Your job is to set down the stretch of entries that opens with the line containing "# test: locate the wooden" and closes with the line containing "# test: locate the torii crossbeam". Keep both end lines, copy each exactly, and add nothing.

— Material shown —
"""

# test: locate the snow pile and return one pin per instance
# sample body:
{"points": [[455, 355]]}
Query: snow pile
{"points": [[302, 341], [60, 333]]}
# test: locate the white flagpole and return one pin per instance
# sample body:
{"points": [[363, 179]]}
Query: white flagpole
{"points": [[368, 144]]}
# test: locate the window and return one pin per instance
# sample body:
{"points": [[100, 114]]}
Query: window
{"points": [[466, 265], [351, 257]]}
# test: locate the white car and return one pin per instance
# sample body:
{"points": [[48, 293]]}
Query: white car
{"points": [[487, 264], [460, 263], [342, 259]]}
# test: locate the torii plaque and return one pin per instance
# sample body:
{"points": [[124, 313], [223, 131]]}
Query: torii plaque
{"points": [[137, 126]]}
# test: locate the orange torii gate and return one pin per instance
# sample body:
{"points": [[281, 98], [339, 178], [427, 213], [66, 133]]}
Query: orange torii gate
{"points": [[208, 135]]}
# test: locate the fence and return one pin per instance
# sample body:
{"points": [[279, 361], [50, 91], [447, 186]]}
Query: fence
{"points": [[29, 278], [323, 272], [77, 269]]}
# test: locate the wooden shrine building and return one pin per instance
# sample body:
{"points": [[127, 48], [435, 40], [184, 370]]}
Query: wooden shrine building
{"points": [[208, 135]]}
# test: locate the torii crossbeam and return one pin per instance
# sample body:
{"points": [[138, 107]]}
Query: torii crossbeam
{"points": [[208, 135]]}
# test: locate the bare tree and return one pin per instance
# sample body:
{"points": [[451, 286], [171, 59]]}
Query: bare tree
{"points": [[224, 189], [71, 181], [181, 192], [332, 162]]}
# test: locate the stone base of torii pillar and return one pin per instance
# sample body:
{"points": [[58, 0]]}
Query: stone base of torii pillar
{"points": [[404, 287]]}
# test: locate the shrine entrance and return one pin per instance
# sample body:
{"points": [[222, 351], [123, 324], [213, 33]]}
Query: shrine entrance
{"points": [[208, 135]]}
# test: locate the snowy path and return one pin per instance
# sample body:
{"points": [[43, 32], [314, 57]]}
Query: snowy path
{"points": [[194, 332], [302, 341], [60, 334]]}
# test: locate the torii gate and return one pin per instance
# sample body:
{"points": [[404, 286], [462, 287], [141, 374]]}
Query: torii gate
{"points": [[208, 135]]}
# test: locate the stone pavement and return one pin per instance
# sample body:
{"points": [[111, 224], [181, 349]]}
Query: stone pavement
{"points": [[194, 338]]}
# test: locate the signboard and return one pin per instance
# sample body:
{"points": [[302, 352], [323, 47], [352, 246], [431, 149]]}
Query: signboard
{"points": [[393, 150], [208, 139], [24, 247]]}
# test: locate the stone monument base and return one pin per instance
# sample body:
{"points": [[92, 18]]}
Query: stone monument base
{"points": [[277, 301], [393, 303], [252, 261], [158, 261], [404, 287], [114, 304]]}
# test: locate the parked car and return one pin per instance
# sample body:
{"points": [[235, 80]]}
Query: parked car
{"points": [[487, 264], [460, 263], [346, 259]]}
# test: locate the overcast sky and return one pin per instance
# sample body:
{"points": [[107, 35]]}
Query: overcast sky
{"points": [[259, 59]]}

"""
"""

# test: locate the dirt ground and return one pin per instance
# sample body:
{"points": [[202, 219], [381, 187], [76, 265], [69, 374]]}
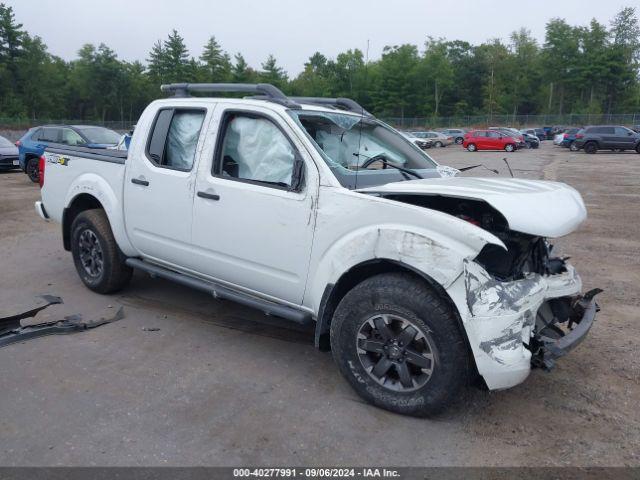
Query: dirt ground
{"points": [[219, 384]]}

"""

— Answer box —
# test: locate the wooden shrine building and return one pin per instance
# sample body:
{"points": [[127, 48], [435, 40], [184, 370]]}
Query: wooden shrine building
{"points": [[208, 135]]}
# test: locate the torii crossbeam and return one pin per instance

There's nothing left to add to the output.